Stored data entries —
******************************

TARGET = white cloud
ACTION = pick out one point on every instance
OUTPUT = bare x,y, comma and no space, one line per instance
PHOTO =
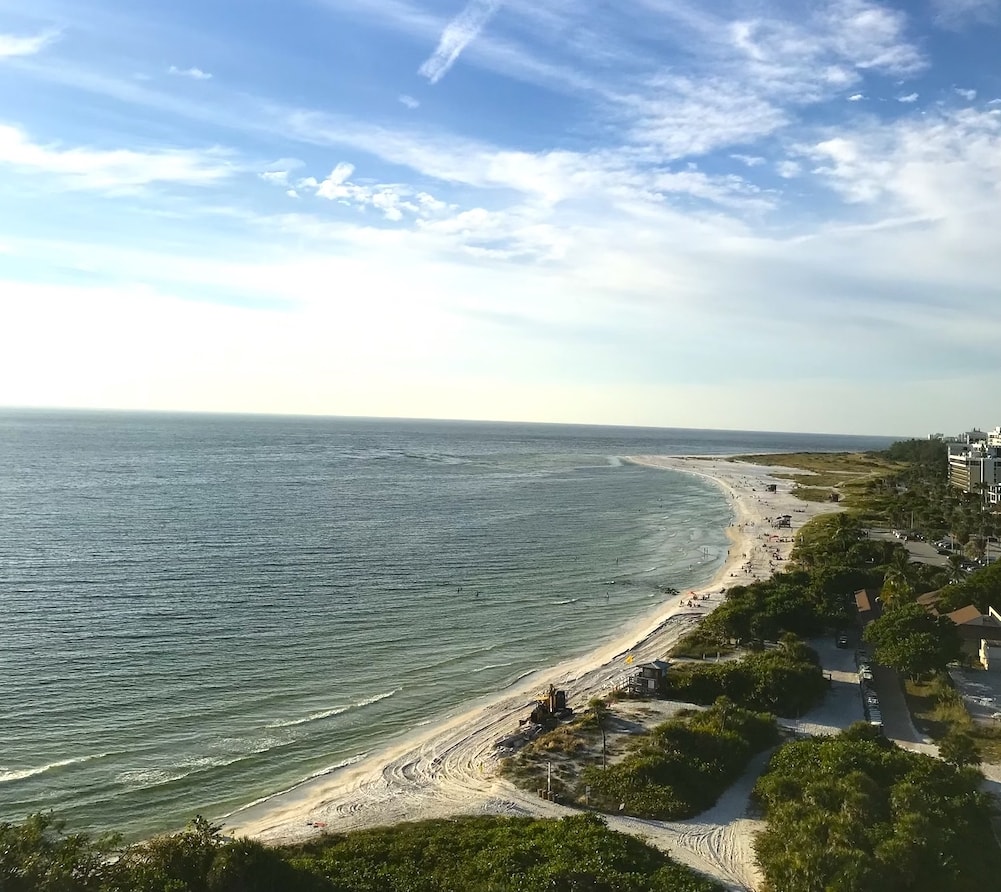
750,160
12,45
193,73
333,186
278,177
957,14
941,167
112,169
457,35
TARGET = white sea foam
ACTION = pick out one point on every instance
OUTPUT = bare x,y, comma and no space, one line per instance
8,775
370,700
312,717
491,666
343,763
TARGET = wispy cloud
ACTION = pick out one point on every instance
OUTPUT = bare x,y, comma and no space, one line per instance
957,14
13,45
193,73
457,35
111,170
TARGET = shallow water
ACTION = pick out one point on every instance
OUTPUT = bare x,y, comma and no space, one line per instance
200,611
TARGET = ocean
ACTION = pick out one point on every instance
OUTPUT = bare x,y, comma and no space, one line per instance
197,612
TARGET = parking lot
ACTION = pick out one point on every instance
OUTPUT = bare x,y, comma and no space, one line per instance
925,553
981,693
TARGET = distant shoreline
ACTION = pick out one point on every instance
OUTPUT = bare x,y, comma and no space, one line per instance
451,768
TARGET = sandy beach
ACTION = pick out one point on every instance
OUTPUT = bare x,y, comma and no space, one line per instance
451,768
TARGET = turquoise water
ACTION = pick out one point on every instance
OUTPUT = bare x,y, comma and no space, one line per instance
199,612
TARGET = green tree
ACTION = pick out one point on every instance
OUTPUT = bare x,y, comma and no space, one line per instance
959,748
909,639
600,715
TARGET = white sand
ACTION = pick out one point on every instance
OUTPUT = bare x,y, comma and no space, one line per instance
451,769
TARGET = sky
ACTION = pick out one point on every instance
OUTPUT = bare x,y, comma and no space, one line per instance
745,215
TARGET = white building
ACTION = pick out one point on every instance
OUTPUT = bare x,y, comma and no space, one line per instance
975,468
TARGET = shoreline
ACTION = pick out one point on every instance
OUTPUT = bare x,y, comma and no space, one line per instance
451,767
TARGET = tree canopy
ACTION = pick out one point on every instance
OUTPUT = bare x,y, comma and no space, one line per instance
911,640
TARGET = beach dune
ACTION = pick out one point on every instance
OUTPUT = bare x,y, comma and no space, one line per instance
451,768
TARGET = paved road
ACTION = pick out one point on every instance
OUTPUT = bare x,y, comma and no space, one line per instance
923,553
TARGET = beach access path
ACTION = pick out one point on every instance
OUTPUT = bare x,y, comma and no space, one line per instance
452,768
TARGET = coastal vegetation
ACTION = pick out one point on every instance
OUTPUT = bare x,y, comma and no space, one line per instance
674,770
855,812
820,474
785,681
913,641
682,766
478,854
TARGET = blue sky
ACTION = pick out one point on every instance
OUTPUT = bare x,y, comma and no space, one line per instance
744,215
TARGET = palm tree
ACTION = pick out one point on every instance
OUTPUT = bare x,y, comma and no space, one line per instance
954,570
898,582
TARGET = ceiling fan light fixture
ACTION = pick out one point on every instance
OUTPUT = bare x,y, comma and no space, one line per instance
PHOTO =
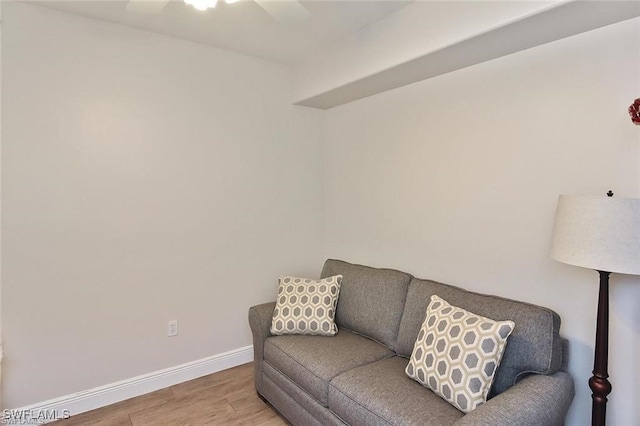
202,4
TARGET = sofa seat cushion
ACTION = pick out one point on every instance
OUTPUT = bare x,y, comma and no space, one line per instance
380,393
312,361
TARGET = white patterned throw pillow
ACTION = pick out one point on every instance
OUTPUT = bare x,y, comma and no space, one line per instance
457,353
306,306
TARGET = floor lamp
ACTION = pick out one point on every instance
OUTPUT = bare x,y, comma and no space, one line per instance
601,233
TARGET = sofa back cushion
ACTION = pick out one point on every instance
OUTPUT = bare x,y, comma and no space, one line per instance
533,347
371,300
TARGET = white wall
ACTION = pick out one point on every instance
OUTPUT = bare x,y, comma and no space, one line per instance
144,179
456,179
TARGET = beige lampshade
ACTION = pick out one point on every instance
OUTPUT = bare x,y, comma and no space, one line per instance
598,232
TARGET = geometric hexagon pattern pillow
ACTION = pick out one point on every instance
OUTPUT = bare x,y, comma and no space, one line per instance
457,354
306,306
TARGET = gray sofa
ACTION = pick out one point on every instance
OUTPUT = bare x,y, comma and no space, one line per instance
357,377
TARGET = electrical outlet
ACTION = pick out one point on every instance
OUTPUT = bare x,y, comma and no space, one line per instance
172,328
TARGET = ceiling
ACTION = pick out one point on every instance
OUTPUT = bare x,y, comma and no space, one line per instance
244,27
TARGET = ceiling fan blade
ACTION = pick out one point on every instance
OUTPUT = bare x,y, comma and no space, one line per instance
285,11
146,6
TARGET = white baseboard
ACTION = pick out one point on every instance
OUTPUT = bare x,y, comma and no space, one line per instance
91,399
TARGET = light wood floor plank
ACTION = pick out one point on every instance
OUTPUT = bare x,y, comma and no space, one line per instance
224,398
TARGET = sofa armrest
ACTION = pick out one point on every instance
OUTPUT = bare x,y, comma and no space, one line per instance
535,400
260,323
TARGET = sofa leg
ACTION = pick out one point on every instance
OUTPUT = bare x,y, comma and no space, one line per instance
264,399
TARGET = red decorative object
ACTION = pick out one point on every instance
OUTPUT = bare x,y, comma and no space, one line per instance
634,111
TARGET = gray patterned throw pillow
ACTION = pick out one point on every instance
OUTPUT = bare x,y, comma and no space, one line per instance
457,353
306,306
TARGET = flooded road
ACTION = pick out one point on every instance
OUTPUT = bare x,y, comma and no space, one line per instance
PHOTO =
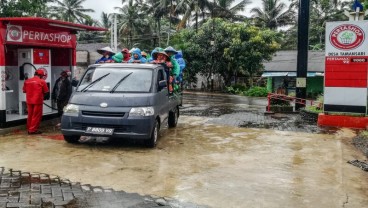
207,164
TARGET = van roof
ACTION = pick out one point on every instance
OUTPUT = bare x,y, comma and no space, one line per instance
127,65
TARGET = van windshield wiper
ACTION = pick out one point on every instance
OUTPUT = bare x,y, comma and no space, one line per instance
120,81
94,82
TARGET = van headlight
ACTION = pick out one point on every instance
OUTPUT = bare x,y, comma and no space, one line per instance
71,109
142,111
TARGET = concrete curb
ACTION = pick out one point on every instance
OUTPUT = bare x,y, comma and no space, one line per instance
13,129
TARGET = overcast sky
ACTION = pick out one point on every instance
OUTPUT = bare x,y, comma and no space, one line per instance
109,7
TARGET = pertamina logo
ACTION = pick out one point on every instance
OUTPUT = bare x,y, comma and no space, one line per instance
14,33
347,37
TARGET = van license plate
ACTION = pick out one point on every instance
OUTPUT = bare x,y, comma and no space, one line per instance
101,131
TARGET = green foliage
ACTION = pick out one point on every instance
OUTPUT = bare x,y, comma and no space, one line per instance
314,109
364,134
23,8
236,89
280,101
238,49
257,92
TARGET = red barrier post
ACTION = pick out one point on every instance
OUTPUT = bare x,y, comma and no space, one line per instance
269,102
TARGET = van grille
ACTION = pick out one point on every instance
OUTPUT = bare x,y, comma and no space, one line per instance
117,128
103,114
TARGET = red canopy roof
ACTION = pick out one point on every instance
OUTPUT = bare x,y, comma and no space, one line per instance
49,23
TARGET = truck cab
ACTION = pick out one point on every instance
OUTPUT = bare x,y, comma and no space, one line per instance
121,101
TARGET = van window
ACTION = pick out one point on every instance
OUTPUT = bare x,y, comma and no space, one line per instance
104,79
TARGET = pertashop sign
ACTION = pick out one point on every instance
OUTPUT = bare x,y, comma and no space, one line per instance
29,35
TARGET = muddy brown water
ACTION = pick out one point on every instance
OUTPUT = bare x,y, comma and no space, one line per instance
212,165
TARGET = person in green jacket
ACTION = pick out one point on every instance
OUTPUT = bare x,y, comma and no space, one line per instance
118,58
175,72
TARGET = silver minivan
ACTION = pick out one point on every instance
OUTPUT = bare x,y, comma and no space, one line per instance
121,101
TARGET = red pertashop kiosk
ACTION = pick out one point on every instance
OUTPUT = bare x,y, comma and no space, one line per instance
27,44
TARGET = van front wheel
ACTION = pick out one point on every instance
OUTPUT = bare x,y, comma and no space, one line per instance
71,139
173,118
152,141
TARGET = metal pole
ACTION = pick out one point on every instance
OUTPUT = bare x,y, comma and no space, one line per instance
112,35
115,34
302,61
213,45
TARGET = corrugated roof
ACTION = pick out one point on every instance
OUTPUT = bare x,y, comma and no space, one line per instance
49,23
286,61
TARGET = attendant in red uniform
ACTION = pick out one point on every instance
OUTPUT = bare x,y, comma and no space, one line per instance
35,89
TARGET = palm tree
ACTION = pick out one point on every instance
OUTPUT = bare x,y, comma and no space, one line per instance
273,14
186,8
225,9
132,21
70,10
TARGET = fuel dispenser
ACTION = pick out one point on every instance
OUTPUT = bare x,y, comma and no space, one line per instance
28,44
29,61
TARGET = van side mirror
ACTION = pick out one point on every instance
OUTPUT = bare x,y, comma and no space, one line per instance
162,84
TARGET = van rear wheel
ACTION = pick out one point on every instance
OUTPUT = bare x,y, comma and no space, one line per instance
173,118
152,141
71,139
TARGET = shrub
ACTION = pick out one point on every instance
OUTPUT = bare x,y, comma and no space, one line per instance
257,92
282,101
236,89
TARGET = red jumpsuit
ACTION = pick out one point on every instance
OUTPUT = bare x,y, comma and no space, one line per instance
35,89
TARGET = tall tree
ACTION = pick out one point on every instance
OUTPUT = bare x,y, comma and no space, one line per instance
189,7
71,10
24,8
273,14
133,22
227,10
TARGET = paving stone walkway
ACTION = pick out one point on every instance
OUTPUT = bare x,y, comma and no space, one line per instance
37,190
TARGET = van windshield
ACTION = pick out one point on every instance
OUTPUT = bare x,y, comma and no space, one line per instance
104,79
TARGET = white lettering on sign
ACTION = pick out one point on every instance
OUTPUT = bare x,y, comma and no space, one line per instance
352,53
48,37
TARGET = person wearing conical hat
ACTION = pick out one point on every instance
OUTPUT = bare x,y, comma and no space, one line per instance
181,62
137,57
154,51
118,58
171,52
126,55
106,53
175,72
160,57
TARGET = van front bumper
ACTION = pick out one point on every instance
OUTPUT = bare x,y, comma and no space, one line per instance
128,127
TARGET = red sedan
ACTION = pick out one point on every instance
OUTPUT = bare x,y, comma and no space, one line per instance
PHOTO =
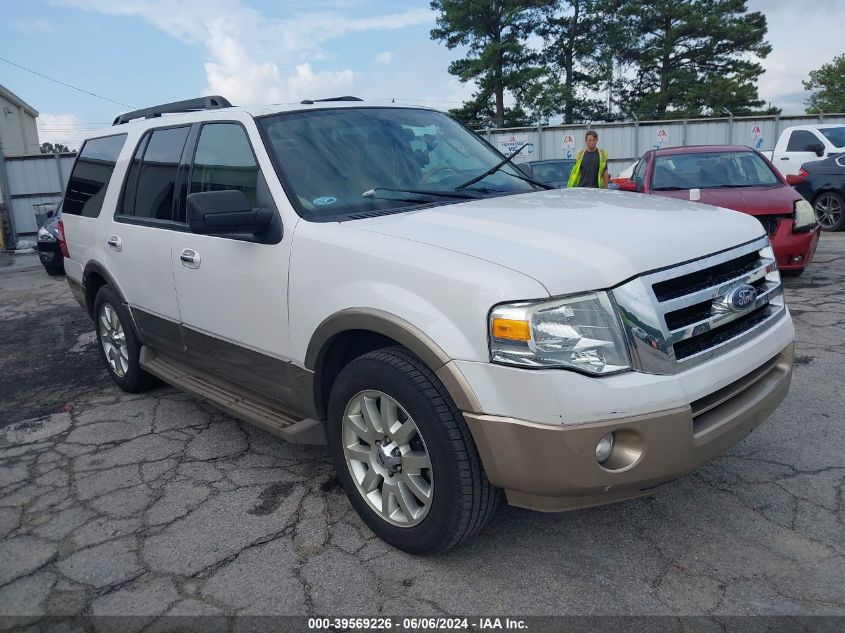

******************************

EXERCISE —
Look through the records and copy down every line that holds "gray".

RESPONSE BELOW —
TARGET = gray sofa
TARGET = gray patterned throw pillow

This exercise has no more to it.